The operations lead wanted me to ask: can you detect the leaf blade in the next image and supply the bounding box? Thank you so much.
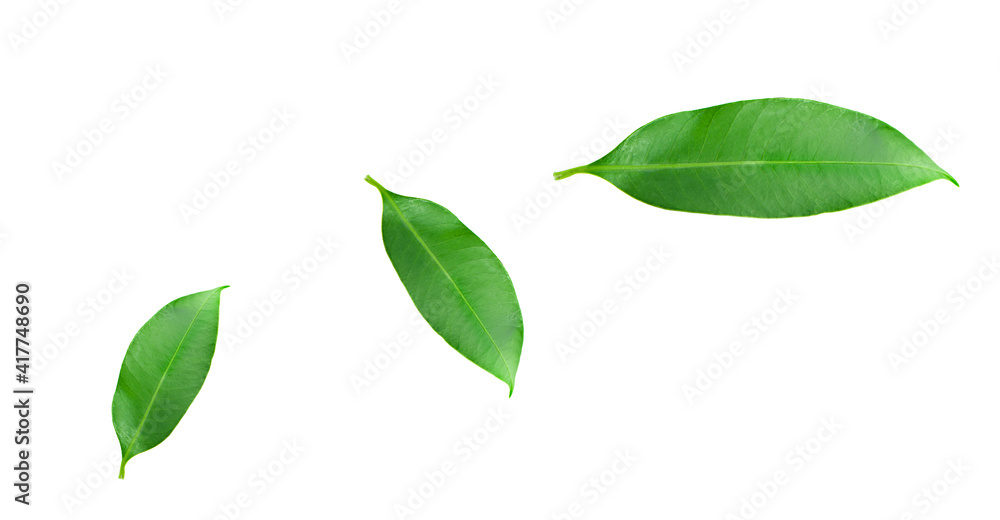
[365,177,524,395]
[555,98,958,218]
[111,286,228,478]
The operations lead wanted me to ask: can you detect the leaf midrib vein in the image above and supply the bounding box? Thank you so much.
[122,288,222,461]
[574,161,945,173]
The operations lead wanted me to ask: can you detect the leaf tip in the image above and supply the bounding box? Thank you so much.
[552,166,585,181]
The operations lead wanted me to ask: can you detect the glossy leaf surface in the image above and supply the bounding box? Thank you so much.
[365,177,524,394]
[555,98,958,218]
[111,286,227,478]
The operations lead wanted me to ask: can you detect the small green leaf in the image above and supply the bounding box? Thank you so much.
[555,98,958,218]
[365,177,524,395]
[111,285,229,478]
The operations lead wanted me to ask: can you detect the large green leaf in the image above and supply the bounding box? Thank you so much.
[111,286,228,478]
[555,98,958,218]
[365,177,524,395]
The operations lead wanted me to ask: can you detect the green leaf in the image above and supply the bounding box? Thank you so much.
[555,98,958,218]
[111,285,229,478]
[365,177,524,395]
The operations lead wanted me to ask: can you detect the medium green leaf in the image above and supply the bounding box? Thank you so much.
[365,177,524,395]
[555,98,958,218]
[111,285,229,478]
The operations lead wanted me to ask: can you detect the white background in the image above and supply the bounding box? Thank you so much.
[0,0,1000,520]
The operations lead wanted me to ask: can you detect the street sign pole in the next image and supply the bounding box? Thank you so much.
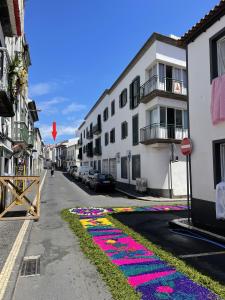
[181,138,192,224]
[186,155,191,224]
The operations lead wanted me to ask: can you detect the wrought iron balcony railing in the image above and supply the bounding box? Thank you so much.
[140,124,188,144]
[78,139,83,146]
[94,146,102,156]
[140,75,187,99]
[86,131,93,140]
[28,131,34,147]
[0,47,15,117]
[13,122,29,145]
[92,122,102,135]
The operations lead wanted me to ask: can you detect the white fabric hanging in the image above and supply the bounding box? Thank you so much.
[216,182,225,220]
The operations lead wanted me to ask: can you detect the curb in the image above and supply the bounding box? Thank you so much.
[115,188,187,203]
[0,171,47,300]
[169,218,225,243]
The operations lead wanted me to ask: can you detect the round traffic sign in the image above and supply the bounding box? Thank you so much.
[181,138,192,155]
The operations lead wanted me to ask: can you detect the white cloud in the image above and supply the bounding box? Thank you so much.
[62,103,86,115]
[40,120,80,139]
[38,97,68,114]
[29,82,56,97]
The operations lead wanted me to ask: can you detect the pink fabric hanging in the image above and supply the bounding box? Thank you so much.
[211,75,225,125]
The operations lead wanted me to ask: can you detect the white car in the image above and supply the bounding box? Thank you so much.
[82,169,100,185]
[73,166,93,180]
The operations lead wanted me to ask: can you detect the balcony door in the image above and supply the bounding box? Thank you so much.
[166,66,173,92]
[167,108,175,139]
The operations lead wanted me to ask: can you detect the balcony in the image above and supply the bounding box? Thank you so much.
[86,142,93,157]
[13,122,29,145]
[140,75,187,103]
[94,146,102,156]
[86,131,93,140]
[28,131,34,148]
[0,48,15,117]
[92,122,102,135]
[140,124,188,145]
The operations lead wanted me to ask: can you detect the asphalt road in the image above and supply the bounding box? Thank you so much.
[10,171,164,300]
[114,211,225,284]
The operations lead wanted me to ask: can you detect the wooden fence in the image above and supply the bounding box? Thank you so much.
[0,176,40,221]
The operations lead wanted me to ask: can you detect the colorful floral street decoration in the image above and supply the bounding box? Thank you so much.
[70,205,219,300]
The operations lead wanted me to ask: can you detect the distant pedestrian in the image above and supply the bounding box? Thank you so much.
[51,166,55,176]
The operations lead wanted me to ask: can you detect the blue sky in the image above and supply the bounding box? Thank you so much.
[25,0,219,143]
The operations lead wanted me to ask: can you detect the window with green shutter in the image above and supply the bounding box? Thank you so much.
[132,155,141,180]
[132,115,139,146]
[121,121,128,140]
[130,76,140,109]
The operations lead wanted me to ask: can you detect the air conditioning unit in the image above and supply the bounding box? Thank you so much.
[136,178,147,193]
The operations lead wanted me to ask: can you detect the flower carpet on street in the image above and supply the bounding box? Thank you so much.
[70,205,219,300]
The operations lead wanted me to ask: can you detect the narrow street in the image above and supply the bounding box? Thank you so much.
[13,171,160,300]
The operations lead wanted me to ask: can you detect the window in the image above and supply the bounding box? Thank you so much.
[121,121,128,140]
[98,160,101,173]
[4,157,9,174]
[176,109,183,128]
[150,107,158,125]
[90,123,93,137]
[160,107,166,127]
[119,89,127,108]
[213,140,225,187]
[121,156,127,179]
[111,100,115,116]
[103,107,109,121]
[210,28,225,80]
[159,64,165,85]
[182,69,187,89]
[132,155,141,180]
[105,132,109,146]
[130,76,140,109]
[132,115,139,146]
[183,110,188,129]
[110,128,115,143]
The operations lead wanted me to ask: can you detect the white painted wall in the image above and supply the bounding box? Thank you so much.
[188,16,225,202]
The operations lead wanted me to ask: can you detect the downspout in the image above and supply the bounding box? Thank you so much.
[186,45,192,212]
[13,0,22,36]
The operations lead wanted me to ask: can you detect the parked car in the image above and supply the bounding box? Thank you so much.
[68,166,77,175]
[82,170,100,185]
[89,173,115,192]
[73,166,93,180]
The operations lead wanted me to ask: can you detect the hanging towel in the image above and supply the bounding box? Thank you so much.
[216,182,225,220]
[211,75,225,125]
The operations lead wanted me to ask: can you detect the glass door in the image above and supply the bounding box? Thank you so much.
[167,108,175,139]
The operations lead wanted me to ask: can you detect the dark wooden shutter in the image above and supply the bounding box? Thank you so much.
[130,83,134,109]
[132,115,139,145]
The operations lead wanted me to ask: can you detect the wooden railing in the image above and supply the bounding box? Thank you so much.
[0,176,40,221]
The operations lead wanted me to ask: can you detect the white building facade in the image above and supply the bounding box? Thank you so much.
[66,138,80,170]
[182,1,225,232]
[79,33,187,197]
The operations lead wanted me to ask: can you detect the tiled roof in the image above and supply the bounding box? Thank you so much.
[180,0,225,45]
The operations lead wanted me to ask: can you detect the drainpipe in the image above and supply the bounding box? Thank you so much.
[186,45,192,216]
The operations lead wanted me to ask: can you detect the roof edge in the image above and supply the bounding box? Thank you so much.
[179,0,225,46]
[78,32,184,130]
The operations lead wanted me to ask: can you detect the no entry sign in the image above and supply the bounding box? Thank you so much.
[181,138,192,155]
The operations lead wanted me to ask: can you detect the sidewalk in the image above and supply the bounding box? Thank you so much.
[11,171,112,300]
[0,171,45,299]
[116,184,187,203]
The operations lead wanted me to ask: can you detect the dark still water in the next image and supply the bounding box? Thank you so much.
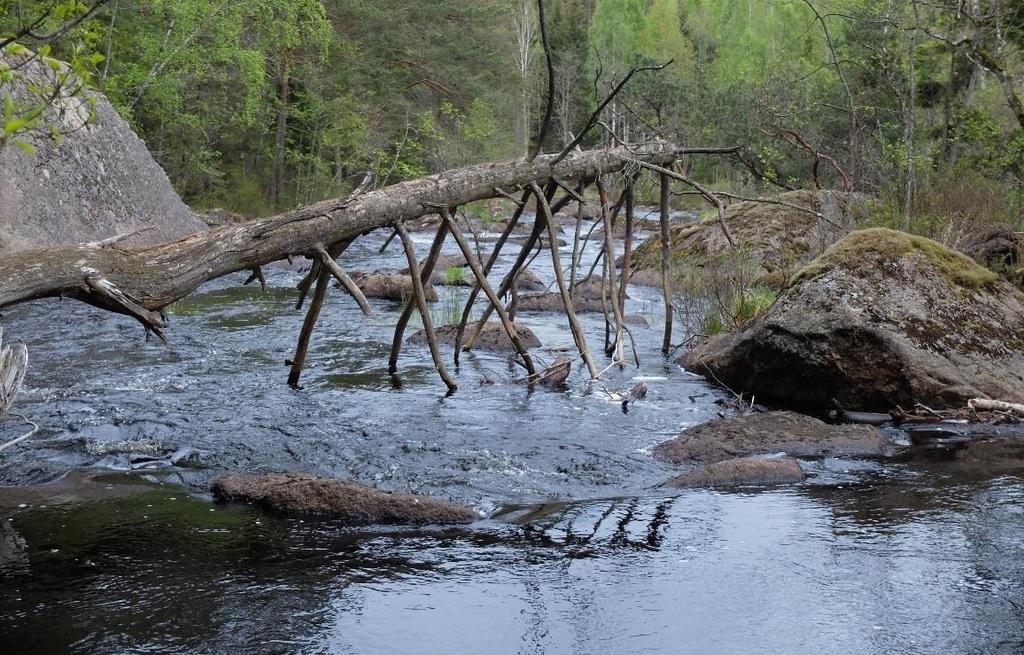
[0,216,1024,654]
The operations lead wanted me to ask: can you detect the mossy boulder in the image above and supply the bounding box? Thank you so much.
[631,190,867,288]
[653,411,887,464]
[352,271,437,303]
[212,474,479,525]
[681,228,1024,411]
[962,225,1024,288]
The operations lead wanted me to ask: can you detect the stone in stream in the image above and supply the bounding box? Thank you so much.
[0,49,206,251]
[351,271,437,302]
[620,186,867,288]
[963,225,1024,288]
[653,411,888,464]
[681,229,1024,411]
[508,233,568,250]
[406,320,541,352]
[539,355,573,389]
[398,253,473,287]
[212,473,480,525]
[516,279,628,315]
[515,268,547,291]
[663,457,807,487]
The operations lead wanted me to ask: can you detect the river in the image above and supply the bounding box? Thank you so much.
[0,209,1024,654]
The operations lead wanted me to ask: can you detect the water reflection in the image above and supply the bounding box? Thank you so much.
[0,470,1024,653]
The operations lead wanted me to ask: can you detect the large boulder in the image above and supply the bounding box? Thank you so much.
[665,457,806,487]
[653,411,888,464]
[213,474,479,524]
[681,228,1024,411]
[630,190,867,287]
[0,49,206,252]
[963,225,1024,287]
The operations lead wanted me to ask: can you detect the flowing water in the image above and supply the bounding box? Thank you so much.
[0,212,1024,654]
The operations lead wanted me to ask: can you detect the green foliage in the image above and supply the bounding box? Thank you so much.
[794,227,998,290]
[443,266,466,287]
[729,285,778,328]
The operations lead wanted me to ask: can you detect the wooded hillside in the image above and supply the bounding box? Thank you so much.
[6,0,1024,236]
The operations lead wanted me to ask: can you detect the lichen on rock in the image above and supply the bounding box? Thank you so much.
[681,229,1024,411]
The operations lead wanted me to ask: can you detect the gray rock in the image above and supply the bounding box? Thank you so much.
[213,474,479,525]
[620,190,867,287]
[653,411,888,464]
[665,457,806,487]
[0,49,206,251]
[681,229,1024,411]
[351,271,437,302]
[406,320,541,351]
[517,279,611,313]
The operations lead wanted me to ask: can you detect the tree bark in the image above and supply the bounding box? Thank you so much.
[270,50,292,208]
[0,142,700,334]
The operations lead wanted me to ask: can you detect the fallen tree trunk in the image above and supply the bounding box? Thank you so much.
[0,141,738,389]
[0,143,696,323]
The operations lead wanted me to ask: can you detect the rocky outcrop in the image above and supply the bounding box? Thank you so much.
[516,279,628,313]
[0,50,206,252]
[630,190,867,288]
[682,229,1024,411]
[351,271,437,303]
[653,411,887,464]
[213,474,479,525]
[406,320,541,352]
[664,457,806,487]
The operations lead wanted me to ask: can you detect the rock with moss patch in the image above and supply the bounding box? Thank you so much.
[630,190,867,288]
[352,271,437,303]
[406,320,541,351]
[665,457,806,487]
[0,49,206,251]
[682,228,1024,411]
[213,474,479,525]
[963,225,1024,288]
[517,279,629,313]
[653,411,887,464]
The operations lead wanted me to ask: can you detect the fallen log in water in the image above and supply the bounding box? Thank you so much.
[0,141,737,387]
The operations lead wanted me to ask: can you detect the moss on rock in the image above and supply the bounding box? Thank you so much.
[792,227,999,290]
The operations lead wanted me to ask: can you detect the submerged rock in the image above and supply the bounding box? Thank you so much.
[681,229,1024,411]
[963,225,1024,287]
[0,49,206,251]
[398,253,473,287]
[516,279,611,313]
[515,268,547,291]
[665,457,807,487]
[351,271,437,302]
[653,411,887,464]
[406,320,541,352]
[630,190,867,288]
[212,474,479,525]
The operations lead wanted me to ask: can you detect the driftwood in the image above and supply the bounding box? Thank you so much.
[0,142,690,317]
[0,326,29,419]
[658,173,672,355]
[967,398,1024,418]
[443,214,536,376]
[394,223,456,391]
[0,141,736,389]
[387,221,447,382]
[531,182,598,379]
[597,182,626,366]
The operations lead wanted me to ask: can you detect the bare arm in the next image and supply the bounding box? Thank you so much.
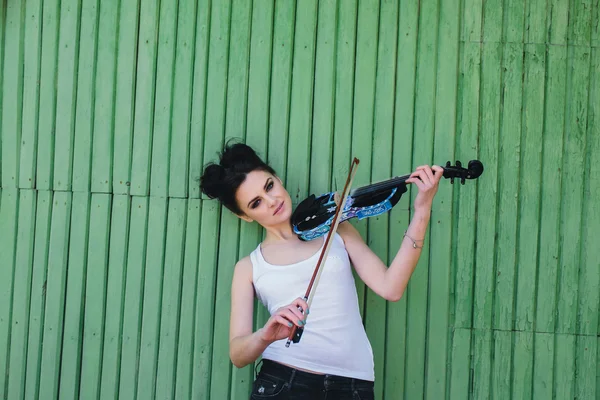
[338,166,443,301]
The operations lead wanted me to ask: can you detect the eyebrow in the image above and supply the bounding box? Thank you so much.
[248,178,271,207]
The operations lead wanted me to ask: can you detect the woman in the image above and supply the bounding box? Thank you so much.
[201,143,443,400]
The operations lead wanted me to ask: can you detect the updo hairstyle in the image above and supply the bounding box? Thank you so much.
[200,141,276,215]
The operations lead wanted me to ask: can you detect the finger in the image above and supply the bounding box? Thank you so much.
[431,165,444,182]
[275,315,294,328]
[292,297,308,312]
[406,176,425,191]
[413,169,431,185]
[279,308,304,326]
[288,305,304,320]
[423,165,435,184]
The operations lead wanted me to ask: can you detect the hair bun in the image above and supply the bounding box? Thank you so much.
[200,163,225,199]
[221,143,262,170]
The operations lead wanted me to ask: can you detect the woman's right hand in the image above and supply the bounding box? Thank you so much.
[260,297,308,343]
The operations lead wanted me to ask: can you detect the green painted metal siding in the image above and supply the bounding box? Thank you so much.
[0,0,600,400]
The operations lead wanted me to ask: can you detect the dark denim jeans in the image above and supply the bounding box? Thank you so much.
[250,359,374,400]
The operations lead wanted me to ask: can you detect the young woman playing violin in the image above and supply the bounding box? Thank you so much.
[201,143,443,400]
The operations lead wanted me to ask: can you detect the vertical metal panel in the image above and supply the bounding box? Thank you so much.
[78,193,112,398]
[267,0,296,182]
[19,0,42,189]
[0,188,19,398]
[155,199,187,399]
[118,197,149,399]
[100,195,132,399]
[0,2,25,188]
[168,0,197,197]
[368,1,401,398]
[286,0,318,205]
[39,192,73,397]
[24,191,53,399]
[192,202,221,399]
[174,199,204,399]
[35,0,60,190]
[59,192,90,398]
[130,0,159,196]
[71,0,101,192]
[189,0,212,198]
[52,0,81,190]
[112,1,140,194]
[148,1,178,196]
[137,197,168,399]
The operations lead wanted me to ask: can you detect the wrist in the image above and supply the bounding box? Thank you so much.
[413,206,431,221]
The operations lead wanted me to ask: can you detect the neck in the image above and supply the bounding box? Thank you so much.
[264,221,300,243]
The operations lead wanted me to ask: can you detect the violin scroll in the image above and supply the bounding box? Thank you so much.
[444,160,483,185]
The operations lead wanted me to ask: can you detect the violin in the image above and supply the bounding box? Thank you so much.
[285,157,483,347]
[291,160,483,241]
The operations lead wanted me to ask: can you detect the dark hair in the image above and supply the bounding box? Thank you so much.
[200,141,276,215]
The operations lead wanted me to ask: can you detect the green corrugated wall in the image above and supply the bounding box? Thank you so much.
[0,0,600,400]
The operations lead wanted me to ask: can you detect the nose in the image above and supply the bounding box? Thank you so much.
[265,195,277,207]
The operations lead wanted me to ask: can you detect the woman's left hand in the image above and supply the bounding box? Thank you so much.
[406,165,444,212]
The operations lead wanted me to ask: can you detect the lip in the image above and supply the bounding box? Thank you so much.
[273,202,283,215]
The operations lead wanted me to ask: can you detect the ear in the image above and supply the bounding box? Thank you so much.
[238,214,254,222]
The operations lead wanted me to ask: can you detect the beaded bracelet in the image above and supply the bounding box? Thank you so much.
[404,231,425,249]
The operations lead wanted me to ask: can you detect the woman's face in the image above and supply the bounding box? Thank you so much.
[236,170,292,226]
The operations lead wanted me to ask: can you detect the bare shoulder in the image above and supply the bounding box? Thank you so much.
[233,256,252,282]
[337,221,363,245]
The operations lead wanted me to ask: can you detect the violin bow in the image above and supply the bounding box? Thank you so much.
[285,157,359,347]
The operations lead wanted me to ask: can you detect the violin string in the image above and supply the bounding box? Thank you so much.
[352,175,410,196]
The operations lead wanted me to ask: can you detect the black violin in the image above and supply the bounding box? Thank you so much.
[291,160,483,240]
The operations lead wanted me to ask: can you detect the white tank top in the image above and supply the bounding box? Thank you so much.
[250,233,375,381]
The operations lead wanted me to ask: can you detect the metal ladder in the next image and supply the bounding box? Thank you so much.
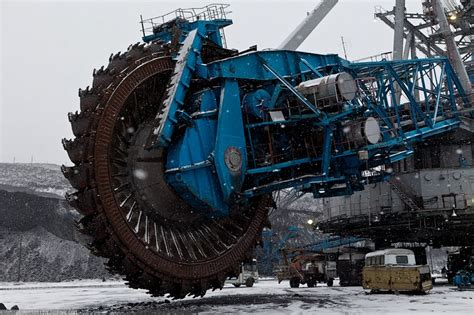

→ **SHORT EXERCISE**:
Please rewrite the records from the start through the line containing "[111,286,227,478]", replacing "operations lead" with "project lead" and keeping everything else the same. Omit the pictures from your answer.

→ **RESULT FOR THIS EXERCISE**:
The project lead wanted me to ask: can you detect the leaf blade in the next image and supply the bounding box? Thank you so much.
[365,177,524,395]
[555,98,958,218]
[111,286,228,478]
The project lead wanted me to ask: can you detect the leaf midrib vein in the image above and supply the bounding box? Thank you so much.
[122,288,222,461]
[574,161,945,173]
The project lead wanted me to ask: can you detect the leaf tip in the image above and supply the bounding box? Thank you so much.
[552,166,585,181]
The project lead wanted me to ask: can you detect the glossy leaf surface in the image above and supply the bounding box? Thank you so much.
[365,177,524,394]
[555,98,958,218]
[111,286,227,478]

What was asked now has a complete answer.